+++ TEXTE SOURCE

Emmanuelle Huynh présente sa dernière création, Nuée, du 10 au 13 novembre 2021 et Mùa, une de ses premières pièces, les 15 et 16 novembre 2021 dans le cadre du festival TNB, au Triangle – Cité de la danse. Pièce remarquable, cette dernière a posé les bases du travail de celle qui est devenue une grande dame de la danse. Unidivers avait réalisé un article lors de sa venue en 2016.
Initiée avec Mùa en 1995, l’autobiographie est une nouvelle fois au cœur de la dernière création d’Emmanuelle Huynh avec Nuée, créée en 2021. Dans l’une et l’autre pièces, la chorégraphe puise l’inspiration dans ses expériences personnelles, ses origines. « D’un côté le Vietnam, lisible par fragments, comme une langue à déchiffrer – sur son visage, dans ses pieds, inscrite dans son prénom Thanh Loãn, Oiseau bleu : pays et paysage redécouverts à l’occasion de la pièce inaugurale Mùa en 1995. De l’autre, la France où elle est née et s’est formée à la philosophie et à la danse. Entre les deux, un fin liséré qu’elle parcourt, en cherchant cette fois-ci à lever le voile plutôt qu’à laisser infuser l’obscurité », écrit Gilles Amalvi au sujet de Nuée, prochainement au TNB.

++++++

EXERCICES À FAIRE:
(a) Répondez à ces questions sur le texte consacré à Emmanuelle Huynh :
(i) Quels jours Mùa est-elle jouée au Triangle en novembre 2021 ?
(ii) En quelle année Mùa a-t-elle été créée ?
(iii) Que veut dire le prénom Thanh Loãn ?
(b) D'après le texte consacré à Emmanuelle Huynh, pourquoi Mùa est-elle une pièce remarquable ?
(c) Poursuivez le texte consacré à Emmanuelle Huynh à partir de sa dernière phrase.

+++ DONNÉES EXTRAITES

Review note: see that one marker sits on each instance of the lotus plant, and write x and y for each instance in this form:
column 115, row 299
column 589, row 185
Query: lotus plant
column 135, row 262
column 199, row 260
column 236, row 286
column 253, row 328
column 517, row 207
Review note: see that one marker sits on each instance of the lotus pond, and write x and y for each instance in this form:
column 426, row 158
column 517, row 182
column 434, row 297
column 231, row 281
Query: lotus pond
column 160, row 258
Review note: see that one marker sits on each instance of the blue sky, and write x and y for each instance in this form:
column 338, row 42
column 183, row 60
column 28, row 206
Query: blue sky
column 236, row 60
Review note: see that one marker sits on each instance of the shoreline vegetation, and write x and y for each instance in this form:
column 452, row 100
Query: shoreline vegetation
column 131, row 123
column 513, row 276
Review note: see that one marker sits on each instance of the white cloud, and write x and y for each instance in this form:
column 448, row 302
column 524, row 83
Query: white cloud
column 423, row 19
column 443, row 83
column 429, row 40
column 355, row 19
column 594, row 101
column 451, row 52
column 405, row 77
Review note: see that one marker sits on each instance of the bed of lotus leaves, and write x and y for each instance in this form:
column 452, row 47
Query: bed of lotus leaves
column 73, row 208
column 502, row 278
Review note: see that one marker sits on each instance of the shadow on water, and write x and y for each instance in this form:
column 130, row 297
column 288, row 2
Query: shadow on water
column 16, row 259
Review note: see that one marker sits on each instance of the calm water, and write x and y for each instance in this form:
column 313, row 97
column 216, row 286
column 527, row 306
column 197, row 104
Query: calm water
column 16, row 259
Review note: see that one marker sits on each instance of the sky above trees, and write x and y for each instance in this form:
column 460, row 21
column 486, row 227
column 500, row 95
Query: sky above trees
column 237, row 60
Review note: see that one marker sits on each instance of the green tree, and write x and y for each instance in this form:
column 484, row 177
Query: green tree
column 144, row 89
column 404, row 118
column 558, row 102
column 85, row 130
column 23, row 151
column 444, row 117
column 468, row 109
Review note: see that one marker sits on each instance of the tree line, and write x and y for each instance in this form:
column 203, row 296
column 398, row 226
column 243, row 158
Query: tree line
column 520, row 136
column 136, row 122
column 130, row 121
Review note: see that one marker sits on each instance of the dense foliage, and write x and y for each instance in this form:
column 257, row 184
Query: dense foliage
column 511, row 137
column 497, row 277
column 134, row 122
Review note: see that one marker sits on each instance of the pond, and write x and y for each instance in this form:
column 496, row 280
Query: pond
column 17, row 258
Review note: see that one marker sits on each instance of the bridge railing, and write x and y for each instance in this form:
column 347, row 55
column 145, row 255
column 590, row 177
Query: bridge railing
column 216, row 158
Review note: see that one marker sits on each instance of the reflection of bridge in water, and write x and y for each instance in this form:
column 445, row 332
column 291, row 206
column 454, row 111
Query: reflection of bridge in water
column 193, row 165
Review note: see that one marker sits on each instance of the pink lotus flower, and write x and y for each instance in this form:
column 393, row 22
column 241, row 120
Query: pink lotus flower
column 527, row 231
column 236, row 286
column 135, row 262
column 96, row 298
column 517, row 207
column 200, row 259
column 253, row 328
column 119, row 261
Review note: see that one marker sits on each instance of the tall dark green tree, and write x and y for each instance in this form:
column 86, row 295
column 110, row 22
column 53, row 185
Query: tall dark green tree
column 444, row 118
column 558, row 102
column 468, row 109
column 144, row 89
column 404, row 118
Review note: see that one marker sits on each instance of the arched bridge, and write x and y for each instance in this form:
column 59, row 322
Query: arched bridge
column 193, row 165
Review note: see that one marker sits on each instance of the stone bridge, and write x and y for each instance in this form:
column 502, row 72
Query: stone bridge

++++++

CORRIGÉ:
(a)
(i) Les 15 et 16 novembre 2021.
(ii) En 1995.
(iii) Oiseau bleu.

(b) Mùa a posé les bases du travail d'Emmanuelle Huynh, qui est devenue une grande dame de la danse.

(c)
Alors que Nuée dessine une carte où circulent des énergies et des réminiscences, qui structurent son corps de danseuse, Mùa s’adresse à l’âme du danseur et celle du spectateur.
Comme on écoute de la musique dans le noir pour mieux ressentir chaque note, chaque intervalle, chaque silence, Emmanuelle Huynh a composé Múa en plongeant sa danse dans l’obscurité complète.
Ça n’est pas que la salle qui est dans le noir, mais également la scène sur laquelle elle se produit. Emmanuelle Huynh danse dans le noir, la nuit, les ténèbres, les rêves. Ce noir, par son importance, revêt quasiment le statut d’élément (comme le serait l’air, la terre ou le feu) et le spectateur plongé dans ce noir quasi total est à l’affût de la moindre information, perception, sensation. Emmanuelle Huynh devient comme une apparition énigmatique, un esprit au milieu du silence, puis de la musique de Kasper T. Toeplitz. C’est tout un imaginaire qui est réveillé.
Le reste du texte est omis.